*** Opening of Raw data ***
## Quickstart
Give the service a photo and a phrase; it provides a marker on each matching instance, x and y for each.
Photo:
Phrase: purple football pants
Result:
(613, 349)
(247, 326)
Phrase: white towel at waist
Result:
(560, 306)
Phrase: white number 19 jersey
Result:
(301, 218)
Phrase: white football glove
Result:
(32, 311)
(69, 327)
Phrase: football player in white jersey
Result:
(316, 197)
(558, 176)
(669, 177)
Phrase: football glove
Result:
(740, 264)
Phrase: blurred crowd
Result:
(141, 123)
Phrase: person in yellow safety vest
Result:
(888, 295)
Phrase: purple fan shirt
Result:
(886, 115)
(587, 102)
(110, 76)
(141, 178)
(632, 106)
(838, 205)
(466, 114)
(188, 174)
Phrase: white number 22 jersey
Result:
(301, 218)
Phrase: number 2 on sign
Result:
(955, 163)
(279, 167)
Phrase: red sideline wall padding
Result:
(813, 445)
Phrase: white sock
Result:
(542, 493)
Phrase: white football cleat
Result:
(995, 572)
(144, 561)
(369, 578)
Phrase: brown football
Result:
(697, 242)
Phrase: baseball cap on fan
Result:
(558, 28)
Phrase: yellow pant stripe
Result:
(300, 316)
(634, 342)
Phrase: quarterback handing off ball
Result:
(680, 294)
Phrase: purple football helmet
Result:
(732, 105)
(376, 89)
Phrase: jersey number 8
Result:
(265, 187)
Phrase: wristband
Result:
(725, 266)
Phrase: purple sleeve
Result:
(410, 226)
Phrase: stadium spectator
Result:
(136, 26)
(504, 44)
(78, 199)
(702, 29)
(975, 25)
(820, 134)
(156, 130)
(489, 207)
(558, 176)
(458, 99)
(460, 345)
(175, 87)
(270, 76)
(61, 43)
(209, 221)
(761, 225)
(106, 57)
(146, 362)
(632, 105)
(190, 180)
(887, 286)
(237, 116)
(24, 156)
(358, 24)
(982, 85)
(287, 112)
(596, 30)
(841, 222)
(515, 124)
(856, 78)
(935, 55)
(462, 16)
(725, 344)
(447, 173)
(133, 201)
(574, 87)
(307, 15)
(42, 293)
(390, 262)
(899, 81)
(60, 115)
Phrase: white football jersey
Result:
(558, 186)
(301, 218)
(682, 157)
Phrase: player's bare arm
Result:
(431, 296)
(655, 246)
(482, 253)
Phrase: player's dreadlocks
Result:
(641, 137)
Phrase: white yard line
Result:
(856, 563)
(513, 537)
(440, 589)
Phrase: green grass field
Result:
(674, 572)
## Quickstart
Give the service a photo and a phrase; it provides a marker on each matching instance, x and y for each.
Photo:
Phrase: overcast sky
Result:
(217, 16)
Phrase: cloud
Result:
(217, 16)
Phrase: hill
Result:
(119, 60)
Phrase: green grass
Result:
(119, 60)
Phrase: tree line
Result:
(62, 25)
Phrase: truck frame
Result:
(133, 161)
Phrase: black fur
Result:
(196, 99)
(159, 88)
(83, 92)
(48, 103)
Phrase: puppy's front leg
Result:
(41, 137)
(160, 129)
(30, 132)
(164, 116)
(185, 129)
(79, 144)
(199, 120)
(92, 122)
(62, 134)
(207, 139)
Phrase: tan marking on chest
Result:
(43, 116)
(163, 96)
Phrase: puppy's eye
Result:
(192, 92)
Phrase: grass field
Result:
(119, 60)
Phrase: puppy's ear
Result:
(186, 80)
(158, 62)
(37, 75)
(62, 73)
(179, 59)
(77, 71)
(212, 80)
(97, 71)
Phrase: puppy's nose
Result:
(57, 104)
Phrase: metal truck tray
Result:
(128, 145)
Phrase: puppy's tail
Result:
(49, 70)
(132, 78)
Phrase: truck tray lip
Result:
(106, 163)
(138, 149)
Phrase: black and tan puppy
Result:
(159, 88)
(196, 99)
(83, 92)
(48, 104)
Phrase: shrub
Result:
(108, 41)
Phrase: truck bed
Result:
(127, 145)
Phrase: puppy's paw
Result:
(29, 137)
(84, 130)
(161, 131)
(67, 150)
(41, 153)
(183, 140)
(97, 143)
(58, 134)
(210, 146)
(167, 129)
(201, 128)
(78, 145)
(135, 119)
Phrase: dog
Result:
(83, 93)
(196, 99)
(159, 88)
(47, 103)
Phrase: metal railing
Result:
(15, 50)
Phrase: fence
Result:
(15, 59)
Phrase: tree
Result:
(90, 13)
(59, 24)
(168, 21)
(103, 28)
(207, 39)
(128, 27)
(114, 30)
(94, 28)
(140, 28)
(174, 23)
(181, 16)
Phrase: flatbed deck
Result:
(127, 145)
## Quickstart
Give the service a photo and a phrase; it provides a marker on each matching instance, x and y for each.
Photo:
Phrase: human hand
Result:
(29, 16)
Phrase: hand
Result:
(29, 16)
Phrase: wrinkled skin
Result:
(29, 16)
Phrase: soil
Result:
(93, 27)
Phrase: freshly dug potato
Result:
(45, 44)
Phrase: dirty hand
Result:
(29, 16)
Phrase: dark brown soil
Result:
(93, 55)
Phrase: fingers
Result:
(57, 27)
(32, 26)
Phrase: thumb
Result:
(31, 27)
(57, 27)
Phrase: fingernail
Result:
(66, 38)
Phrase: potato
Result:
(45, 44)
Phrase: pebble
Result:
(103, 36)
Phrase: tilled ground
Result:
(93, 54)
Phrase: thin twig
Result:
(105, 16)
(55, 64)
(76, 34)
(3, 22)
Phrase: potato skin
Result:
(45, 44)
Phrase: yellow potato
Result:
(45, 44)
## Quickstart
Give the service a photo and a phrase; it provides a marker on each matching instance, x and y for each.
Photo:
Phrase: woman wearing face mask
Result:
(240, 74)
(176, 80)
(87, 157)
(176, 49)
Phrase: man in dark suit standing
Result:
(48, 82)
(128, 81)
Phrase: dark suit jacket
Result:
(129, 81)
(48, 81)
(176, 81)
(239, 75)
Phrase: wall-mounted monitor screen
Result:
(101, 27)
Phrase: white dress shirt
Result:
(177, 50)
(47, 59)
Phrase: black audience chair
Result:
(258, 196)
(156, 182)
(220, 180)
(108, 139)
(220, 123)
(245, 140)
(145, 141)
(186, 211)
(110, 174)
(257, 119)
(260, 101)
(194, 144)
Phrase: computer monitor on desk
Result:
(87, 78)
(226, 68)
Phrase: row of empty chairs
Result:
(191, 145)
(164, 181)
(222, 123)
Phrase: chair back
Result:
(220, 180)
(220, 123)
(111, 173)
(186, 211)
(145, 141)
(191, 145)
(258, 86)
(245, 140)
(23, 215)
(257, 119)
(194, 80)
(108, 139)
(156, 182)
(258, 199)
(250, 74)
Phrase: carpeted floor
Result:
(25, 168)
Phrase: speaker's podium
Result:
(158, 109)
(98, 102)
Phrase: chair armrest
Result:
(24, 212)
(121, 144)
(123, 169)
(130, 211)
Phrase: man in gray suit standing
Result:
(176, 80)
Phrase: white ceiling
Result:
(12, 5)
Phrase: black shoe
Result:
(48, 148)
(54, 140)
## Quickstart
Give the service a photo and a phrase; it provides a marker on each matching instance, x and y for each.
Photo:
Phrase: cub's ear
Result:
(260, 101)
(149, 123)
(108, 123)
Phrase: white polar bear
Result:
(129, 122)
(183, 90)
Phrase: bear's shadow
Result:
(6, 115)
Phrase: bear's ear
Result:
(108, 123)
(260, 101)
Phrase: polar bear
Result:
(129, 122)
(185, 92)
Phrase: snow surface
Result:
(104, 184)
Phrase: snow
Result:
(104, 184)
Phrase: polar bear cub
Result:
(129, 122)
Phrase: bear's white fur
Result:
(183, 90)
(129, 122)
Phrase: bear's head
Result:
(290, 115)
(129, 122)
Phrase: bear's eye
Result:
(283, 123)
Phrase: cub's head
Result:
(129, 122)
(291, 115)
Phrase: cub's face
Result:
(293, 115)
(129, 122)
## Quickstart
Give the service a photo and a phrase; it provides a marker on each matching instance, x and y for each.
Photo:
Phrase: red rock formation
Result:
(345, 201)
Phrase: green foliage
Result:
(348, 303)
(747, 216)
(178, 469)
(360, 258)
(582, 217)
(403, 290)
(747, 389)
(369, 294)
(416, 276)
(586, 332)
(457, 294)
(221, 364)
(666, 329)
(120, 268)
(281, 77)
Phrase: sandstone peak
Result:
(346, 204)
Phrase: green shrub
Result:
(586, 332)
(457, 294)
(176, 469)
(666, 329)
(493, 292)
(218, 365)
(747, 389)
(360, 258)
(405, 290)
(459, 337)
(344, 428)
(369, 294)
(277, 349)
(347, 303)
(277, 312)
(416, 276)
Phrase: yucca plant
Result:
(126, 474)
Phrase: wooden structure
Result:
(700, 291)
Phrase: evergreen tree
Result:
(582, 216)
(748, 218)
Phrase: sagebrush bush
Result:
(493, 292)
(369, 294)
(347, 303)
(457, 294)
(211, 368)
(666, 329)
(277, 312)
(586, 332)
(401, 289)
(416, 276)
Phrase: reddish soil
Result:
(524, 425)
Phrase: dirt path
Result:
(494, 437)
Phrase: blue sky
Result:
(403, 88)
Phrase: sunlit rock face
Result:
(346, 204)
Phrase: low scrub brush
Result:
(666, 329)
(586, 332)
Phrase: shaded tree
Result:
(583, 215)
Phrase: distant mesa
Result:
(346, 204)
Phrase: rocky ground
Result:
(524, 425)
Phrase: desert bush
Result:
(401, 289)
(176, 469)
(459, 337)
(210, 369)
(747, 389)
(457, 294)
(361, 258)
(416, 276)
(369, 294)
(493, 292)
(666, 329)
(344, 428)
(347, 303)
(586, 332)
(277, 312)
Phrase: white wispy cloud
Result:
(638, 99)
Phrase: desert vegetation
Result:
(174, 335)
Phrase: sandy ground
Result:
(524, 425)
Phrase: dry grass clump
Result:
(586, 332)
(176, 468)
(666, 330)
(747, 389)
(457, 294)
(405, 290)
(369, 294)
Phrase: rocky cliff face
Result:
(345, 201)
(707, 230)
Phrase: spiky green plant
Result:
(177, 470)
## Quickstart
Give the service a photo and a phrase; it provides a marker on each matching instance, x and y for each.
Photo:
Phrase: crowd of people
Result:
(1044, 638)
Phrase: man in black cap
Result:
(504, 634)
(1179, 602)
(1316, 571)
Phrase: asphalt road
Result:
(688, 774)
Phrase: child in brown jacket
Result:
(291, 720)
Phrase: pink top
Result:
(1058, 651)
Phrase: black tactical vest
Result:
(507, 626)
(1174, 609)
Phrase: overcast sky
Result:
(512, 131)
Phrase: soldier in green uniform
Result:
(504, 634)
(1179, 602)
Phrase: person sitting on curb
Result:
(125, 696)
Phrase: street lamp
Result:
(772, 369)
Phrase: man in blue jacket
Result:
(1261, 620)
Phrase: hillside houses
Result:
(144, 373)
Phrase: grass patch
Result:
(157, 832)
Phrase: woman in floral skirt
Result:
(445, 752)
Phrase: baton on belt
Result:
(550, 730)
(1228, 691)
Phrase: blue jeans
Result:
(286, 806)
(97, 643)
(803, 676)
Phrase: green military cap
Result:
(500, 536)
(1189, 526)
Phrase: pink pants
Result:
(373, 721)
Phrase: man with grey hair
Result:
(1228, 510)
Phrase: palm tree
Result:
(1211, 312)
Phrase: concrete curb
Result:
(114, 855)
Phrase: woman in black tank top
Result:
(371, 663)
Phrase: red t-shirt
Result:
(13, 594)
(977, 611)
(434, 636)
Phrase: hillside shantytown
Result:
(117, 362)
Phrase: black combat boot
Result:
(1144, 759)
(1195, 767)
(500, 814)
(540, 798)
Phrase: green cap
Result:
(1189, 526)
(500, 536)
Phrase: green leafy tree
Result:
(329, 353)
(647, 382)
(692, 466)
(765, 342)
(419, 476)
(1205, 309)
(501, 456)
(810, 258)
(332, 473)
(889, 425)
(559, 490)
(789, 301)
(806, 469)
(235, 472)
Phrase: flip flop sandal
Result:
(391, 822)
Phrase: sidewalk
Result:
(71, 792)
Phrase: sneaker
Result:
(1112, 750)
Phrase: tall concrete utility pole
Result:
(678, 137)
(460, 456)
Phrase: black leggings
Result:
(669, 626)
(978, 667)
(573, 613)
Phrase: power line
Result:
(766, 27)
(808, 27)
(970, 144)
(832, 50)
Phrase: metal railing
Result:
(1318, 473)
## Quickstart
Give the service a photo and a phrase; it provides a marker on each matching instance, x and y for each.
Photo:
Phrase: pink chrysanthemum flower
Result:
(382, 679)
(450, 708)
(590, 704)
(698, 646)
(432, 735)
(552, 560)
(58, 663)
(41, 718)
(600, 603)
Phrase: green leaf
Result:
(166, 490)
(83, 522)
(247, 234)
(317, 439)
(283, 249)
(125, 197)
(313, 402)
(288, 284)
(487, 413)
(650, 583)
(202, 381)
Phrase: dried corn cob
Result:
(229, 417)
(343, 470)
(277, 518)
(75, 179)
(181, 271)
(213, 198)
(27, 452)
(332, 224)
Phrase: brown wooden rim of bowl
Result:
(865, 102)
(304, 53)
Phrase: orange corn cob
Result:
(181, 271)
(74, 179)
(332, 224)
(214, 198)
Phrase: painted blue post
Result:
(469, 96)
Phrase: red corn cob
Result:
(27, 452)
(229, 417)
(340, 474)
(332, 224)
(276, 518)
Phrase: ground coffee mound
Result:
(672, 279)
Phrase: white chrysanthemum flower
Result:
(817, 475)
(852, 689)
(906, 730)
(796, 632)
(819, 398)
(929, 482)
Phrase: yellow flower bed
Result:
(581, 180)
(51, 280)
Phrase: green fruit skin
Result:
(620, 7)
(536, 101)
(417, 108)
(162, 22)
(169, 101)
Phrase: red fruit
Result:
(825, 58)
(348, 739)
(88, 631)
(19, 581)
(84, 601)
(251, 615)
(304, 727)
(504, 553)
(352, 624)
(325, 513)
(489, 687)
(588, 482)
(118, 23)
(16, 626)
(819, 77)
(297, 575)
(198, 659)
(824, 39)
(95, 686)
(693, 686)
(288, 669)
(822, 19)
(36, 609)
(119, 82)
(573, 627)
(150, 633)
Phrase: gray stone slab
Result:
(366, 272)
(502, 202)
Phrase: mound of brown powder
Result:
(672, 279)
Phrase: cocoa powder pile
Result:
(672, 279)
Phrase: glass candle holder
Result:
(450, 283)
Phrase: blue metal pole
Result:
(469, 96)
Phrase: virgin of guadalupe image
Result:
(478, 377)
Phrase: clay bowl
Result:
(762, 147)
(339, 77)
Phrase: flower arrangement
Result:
*** Close of Raw data ***
▶ _Task prompt_
Look over the data and work out how many lines include the word "ground"; reply with the number only.

▶ _Finished exercise_
4